» **WHAT TO WORK ON**
All lines from the line containing "the metal railing." up to and including the last line of the listing below should be echoed exactly; no other lines belong in the response.

- - - - - - -

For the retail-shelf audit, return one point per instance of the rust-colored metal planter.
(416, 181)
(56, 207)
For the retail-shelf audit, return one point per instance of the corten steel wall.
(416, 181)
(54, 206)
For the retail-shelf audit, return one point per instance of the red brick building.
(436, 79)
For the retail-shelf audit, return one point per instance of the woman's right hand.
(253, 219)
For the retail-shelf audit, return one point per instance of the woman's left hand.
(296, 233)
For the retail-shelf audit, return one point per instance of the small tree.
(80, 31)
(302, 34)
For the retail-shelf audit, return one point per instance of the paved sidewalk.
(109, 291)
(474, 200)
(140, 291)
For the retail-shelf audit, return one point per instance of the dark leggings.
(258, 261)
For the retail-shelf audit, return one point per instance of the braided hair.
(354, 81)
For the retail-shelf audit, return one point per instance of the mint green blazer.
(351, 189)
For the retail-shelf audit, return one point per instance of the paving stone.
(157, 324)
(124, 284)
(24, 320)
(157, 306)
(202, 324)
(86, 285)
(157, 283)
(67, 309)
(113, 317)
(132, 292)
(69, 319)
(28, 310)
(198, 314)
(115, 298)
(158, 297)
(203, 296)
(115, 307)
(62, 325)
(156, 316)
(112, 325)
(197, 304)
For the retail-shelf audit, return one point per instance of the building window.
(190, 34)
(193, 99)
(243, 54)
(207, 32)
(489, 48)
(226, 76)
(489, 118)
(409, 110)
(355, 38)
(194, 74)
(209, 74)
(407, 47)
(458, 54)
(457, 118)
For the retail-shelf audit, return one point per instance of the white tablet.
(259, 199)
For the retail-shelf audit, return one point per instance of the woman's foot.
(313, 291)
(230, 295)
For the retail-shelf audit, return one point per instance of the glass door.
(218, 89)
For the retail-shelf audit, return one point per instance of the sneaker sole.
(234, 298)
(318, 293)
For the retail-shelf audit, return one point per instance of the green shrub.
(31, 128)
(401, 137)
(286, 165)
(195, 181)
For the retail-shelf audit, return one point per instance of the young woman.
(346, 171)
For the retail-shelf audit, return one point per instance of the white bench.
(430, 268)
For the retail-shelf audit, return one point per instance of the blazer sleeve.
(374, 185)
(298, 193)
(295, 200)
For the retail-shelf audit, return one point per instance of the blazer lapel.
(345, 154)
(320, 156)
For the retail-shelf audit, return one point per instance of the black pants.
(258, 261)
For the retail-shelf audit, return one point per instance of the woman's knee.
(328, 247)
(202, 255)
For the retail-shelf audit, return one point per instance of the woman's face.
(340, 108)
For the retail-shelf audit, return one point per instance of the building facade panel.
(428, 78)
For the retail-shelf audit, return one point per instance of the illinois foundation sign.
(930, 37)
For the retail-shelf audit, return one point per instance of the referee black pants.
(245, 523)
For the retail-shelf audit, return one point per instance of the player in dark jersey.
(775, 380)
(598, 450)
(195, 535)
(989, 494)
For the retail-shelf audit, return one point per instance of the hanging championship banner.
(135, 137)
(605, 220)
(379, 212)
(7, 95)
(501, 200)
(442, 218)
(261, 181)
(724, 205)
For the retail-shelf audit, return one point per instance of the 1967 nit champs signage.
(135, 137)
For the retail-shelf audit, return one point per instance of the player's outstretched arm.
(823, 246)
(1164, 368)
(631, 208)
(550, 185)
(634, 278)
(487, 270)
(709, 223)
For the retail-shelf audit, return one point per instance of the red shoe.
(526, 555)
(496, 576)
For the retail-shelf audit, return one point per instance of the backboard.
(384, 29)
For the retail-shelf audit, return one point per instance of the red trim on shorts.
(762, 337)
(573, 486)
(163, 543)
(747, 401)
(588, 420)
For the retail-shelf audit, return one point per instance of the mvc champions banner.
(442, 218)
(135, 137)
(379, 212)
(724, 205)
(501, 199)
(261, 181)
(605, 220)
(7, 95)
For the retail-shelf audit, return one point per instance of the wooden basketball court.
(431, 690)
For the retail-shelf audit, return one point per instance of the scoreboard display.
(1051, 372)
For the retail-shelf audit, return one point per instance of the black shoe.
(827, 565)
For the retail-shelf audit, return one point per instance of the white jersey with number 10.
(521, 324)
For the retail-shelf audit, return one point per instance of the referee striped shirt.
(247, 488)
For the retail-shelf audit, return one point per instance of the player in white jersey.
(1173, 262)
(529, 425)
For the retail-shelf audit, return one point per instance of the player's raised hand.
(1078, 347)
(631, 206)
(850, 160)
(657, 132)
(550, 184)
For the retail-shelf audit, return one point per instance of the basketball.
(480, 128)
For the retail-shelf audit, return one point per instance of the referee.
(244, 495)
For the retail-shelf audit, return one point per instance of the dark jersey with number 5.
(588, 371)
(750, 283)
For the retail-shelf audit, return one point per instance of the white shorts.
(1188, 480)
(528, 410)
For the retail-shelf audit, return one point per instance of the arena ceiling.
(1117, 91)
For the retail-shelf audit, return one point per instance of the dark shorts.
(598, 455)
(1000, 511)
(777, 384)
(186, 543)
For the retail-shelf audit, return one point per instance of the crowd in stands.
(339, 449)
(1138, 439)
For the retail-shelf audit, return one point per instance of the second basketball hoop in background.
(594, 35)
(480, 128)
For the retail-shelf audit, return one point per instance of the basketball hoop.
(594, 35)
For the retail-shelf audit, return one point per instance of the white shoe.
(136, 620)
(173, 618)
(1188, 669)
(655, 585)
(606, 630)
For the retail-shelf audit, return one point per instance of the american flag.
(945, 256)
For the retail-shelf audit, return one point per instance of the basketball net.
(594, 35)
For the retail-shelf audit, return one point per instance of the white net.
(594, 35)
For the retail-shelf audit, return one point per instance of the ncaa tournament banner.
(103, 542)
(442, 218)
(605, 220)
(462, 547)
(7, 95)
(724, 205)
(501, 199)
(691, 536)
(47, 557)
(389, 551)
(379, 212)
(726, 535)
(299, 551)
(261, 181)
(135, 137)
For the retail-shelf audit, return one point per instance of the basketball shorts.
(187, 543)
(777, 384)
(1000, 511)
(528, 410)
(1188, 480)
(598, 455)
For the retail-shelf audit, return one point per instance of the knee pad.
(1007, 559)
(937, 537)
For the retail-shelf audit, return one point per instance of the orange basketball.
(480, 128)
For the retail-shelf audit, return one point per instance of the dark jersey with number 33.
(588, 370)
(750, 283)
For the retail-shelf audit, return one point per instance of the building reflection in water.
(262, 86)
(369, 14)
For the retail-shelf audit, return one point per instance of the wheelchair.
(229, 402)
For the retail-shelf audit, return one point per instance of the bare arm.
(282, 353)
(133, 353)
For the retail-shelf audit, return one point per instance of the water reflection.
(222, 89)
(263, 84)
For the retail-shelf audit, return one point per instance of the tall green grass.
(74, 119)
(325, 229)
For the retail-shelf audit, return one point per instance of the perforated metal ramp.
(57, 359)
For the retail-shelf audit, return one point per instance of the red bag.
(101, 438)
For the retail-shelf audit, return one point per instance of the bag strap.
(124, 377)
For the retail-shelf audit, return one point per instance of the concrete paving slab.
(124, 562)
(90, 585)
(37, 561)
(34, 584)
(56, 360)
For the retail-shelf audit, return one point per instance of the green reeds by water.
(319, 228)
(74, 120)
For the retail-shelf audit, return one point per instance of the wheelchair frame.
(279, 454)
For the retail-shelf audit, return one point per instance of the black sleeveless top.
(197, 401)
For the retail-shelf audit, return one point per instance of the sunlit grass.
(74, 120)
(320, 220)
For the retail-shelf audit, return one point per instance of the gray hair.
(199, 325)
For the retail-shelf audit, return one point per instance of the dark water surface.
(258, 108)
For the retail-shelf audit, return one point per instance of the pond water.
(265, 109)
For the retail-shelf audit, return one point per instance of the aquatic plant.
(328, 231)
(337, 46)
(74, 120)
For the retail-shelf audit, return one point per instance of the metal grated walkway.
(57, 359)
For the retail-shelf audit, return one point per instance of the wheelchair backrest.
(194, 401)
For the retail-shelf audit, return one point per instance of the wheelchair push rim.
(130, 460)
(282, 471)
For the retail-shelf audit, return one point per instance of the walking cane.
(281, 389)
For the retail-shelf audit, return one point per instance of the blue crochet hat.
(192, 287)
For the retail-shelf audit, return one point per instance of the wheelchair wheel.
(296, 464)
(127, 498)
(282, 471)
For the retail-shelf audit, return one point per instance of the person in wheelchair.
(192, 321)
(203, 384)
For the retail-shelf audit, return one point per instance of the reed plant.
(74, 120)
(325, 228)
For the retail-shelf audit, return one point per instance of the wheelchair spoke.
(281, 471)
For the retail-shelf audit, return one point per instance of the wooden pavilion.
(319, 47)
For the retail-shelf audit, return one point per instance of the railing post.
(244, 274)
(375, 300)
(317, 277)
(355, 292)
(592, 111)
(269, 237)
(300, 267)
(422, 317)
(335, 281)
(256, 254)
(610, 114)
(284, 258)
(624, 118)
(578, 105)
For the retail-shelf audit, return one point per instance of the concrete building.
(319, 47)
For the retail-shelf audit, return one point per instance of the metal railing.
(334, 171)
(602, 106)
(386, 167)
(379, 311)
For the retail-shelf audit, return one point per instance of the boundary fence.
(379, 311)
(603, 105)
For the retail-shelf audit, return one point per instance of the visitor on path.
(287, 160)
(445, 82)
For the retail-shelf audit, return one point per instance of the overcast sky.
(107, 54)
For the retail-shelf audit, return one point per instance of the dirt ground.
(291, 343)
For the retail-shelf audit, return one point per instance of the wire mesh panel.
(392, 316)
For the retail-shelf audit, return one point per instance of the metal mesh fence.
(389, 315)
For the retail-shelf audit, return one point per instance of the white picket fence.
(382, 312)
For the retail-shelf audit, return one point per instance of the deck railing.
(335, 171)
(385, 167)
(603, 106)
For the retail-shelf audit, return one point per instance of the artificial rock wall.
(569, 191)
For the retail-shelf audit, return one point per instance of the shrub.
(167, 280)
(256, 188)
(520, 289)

- - - - - - -

» **TASK ANSWER**
For the retail-shelf audit, return one point per instance of the metal railing.
(334, 171)
(602, 106)
(386, 167)
(379, 311)
For the retail-shelf audit, return one point per instance of the boundary fence.
(379, 311)
(603, 105)
For the retail-shelf audit, return one point per instance of the visitor on path.
(287, 160)
(445, 82)
For the retail-shelf audit, return one point per instance of the overcast sky.
(107, 54)
For the retail-shelf audit, return one point per instance of the dirt ground.
(291, 343)
For the retail-shelf audit, return one point per instance of the wire mesh panel.
(392, 316)
For the retail-shelf audit, return one point per instance of the metal mesh fence.
(389, 315)
For the retail-shelf audit, return one point per instance of the white picket fence.
(382, 312)
For the retail-shelf audit, return one point per instance of the deck railing.
(335, 171)
(385, 167)
(603, 106)
For the retail-shelf audit, return one point per instance of the artificial rock wall.
(569, 191)
For the retail-shelf audit, return one point per instance of the shrub.
(167, 280)
(256, 188)
(520, 289)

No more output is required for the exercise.